Passage provided |

AI system curbs hallucinations in automated chest X-ray reports

By Keith Page

Release Date: March 23, 2026

Mingchen Gao

David Doermann

Mingchen Gao, associate professor of computer science

University at Buffalo School of Engineering and Applied Sciences

BUFFALO, N.Y. – A research team at the University at Buffalo is developing an artificial intelligence framework to improve the accuracy and clinical reliability of automated chest X-ray analysis used by radiologists. The method tackles a long‑standing problem in medical imaging: AI vision‑language models tend to drift away from the image as they write. The new framework, Category‑Wise Contrastive Decoding (CWCD), keeps them anchored to what’s actually visible on the X‑ray.

Current multimodal large language models (MLLMs) generate full radiology reports from chest X‑rays in a single step. As the report grows, the model increasingly relies on its own output rather than the image, a pattern that can produce clinically incorrect pairings. For example, since cardiomegaly and pulmonary edema frequently appear together in congestive heart failure, the model may predict pulmonary edema whenever it sees cardiomegaly, even if the X‑ray shows no evidence of it.

The UB research, “CWCD: Category-Wise Contrastive Decoding for Structured Medical Report Generation,” introduces a method that generates radiology findings one anatomical region at a time and uses a novel contrastive decoding technique to reduce common AI errors such as hallucinated or spurious pathology findings. The approach is designed to improve the general efficiency of chest X-ray analysis so radiologists can devote more time to complex cases.

“Chest X-rays are among the most frequently performed diagnostic procedures worldwide, yet they can be difficult to interpret because overlapping anatomy and subtle disease patterns can obscure important details,” said Mingchen Gao, PhD, associate professor of computer science and engineering at UB and a co-author of the study. “Although recent multimodal AI models have made progress, many still generate reports in a single pass. CWCD breaks the report into smaller, image-focused pieces, which reduces errors and strengthens clinical performance. It’s an early step, but it shows real potential to support radiologists by making their workflow more efficient, acting as a second reader to flag discrepancies and helping to triage high-risk patients.”

Items from a data source |
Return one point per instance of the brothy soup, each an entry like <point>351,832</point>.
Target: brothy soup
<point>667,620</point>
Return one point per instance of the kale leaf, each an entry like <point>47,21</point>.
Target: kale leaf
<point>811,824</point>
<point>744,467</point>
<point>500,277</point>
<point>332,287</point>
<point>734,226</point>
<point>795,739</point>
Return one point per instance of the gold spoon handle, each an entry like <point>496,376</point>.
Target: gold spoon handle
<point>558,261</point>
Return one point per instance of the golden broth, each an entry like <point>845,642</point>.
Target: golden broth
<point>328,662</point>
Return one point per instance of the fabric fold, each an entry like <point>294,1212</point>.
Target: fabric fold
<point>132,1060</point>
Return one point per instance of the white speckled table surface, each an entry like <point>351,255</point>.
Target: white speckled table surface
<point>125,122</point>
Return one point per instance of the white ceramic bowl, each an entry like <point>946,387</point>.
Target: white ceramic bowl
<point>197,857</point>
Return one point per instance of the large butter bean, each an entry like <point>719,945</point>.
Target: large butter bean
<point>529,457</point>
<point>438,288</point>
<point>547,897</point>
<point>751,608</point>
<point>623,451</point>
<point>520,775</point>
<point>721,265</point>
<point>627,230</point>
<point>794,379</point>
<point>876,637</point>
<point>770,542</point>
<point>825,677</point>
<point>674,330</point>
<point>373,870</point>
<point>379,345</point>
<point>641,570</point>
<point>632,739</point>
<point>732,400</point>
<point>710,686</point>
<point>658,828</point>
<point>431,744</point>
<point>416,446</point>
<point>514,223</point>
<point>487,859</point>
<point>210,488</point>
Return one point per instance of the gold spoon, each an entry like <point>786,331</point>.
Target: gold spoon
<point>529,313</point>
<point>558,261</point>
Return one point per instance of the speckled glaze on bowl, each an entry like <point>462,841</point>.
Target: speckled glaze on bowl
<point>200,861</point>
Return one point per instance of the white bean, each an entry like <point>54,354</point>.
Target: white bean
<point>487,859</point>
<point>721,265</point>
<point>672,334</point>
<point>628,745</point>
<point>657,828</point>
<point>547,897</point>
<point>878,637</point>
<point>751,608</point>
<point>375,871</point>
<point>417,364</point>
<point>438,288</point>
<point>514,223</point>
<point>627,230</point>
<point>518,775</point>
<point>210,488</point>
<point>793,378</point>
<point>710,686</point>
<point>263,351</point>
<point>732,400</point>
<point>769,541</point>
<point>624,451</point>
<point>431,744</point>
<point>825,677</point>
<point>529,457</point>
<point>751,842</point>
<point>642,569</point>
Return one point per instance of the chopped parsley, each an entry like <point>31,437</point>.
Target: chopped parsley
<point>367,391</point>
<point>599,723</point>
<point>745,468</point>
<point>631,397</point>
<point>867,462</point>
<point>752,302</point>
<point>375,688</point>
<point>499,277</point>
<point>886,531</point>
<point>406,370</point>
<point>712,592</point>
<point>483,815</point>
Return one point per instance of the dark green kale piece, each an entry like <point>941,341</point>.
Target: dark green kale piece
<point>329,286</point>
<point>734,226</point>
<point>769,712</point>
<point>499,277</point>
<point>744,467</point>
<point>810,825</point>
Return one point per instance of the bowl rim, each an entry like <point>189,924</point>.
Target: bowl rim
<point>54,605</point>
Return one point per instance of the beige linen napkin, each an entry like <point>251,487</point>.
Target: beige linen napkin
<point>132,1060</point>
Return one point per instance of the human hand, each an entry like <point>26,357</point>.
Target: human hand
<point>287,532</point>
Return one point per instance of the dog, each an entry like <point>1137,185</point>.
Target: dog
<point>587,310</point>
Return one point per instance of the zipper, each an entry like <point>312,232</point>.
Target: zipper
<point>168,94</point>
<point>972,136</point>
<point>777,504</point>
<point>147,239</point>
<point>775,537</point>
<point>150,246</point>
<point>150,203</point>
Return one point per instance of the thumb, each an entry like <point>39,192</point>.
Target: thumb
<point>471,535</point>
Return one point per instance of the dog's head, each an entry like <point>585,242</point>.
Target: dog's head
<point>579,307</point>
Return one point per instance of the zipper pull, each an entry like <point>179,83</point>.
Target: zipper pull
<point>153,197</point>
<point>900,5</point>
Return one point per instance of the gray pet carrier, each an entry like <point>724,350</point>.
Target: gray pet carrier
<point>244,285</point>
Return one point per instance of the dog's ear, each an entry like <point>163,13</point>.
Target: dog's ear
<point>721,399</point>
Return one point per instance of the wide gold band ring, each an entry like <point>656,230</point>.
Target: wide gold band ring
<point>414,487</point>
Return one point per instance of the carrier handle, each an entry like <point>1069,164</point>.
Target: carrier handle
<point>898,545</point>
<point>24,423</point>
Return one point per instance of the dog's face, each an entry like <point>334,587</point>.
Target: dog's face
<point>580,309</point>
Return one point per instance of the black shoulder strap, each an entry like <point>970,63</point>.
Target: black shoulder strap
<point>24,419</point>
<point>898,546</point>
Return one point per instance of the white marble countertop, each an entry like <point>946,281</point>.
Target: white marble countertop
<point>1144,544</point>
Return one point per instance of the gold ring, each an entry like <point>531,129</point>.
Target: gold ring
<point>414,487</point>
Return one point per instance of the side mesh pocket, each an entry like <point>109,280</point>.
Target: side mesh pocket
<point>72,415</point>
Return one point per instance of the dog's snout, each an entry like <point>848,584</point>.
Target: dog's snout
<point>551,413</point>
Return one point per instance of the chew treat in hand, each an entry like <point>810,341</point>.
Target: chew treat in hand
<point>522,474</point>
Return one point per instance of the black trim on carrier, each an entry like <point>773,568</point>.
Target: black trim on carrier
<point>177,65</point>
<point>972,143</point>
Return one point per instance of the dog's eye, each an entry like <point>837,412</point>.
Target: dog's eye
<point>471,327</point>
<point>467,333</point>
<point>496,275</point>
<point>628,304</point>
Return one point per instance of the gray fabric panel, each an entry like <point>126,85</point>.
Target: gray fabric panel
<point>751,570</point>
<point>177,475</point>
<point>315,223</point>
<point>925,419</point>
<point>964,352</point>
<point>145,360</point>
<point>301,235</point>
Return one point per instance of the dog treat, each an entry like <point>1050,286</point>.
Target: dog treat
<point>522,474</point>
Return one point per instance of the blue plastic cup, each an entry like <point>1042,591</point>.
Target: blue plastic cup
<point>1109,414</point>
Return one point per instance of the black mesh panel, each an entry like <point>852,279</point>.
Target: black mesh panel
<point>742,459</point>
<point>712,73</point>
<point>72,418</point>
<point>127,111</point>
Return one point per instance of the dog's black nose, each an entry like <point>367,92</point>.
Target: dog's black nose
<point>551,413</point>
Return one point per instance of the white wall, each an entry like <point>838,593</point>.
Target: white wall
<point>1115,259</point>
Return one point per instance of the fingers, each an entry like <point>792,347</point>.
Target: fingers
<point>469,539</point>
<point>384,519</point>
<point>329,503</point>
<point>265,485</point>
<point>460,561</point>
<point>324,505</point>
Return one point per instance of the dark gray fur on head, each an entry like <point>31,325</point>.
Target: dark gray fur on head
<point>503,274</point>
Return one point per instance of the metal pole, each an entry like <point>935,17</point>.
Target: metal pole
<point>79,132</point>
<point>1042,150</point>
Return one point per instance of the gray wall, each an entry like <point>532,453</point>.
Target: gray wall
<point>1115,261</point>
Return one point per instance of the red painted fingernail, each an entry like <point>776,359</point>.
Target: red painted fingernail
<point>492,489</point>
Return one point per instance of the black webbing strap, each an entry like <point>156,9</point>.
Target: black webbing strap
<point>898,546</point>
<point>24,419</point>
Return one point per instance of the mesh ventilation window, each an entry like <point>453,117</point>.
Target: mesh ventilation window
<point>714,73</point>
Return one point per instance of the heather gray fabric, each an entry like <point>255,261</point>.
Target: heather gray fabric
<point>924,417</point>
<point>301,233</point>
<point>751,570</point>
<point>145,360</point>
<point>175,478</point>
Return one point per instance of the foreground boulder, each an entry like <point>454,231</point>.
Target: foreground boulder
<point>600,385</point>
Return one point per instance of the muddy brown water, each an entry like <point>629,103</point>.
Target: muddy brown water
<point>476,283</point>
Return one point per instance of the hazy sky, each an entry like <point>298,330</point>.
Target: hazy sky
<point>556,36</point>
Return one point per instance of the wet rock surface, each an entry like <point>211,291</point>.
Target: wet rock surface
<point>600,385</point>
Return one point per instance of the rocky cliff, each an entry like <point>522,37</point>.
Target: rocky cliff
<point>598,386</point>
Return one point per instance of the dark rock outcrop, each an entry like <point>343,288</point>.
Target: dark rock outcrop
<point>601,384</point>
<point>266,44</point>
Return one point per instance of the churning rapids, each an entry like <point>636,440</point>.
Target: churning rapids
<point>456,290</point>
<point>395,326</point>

Set of tasks |
1. Answer the following questions using the article on AI-generated chest X-ray reports.
(a) What is the full name of the framework abbreviated as CWCD?
(b) Which two conditions does the article say frequently appear together in congestive heart failure?
(c) According to Mingchen Gao, how do many recent multimodal AI models still generate reports?
2. Resume the article on AI-generated chest X-ray reports, picking up after its final sentence.

Answers for this exercise |
1.
(a) Category-Wise Contrastive Decoding.
(b) Cardiomegaly and pulmonary edema.
(c) In a single pass.

2.
The research team also includes David Doermann, PhD, SUNY Empire Innovation Professor and chair of UB’s Department of Computer Science and Engineering, along with UB PhD student Mahesh Bhosale and UB MS student Shantam Srivastava. Their work has been accepted at the 2026 Medical Imaging with Deep Learning Conference, an honor reserved for top-rated papers. The conference will be held in Taipei, Taiwan in July.

Focusing on one region of the X-ray at a time

CWCD divides the report into eight clinically meaningful regions – heart, lungs, abdomen and other key anatomical areas – and produces findings for each by contrasting the original X‑ray with a version in which that region is masked. If the model predicts the same finding even when the relevant region is hidden, CWCD treats that as a sign the prediction may be driven by language patterns rather than visual evidence.

“MLLMs often learn to assume that if one disease appears, another must also be present simply because the two tend to show up together in the training data,” Srivastava said. “CWCD counters that behavior by structuring the generation process around anatomical categories and using contrastive decoding between full and masked contexts. This helps isolate the information that truly comes from the image and prevents the model from inserting findings based on learned pairing patterns rather than visual evidence.”

Improved clinical accuracy across the board

The research team evaluated CWCD by using public radiology datasets that contain hundreds of thousands of chest X‑ray images paired with clinical reports. CWCD consistently outperformed LLaVA‑Rad, MAIRA‑2 and other leading radiology AI models on both language quality and clinical accuracy. It produced fewer irrelevant or incorrect findings and generated reports that more closely matched expert‑written references.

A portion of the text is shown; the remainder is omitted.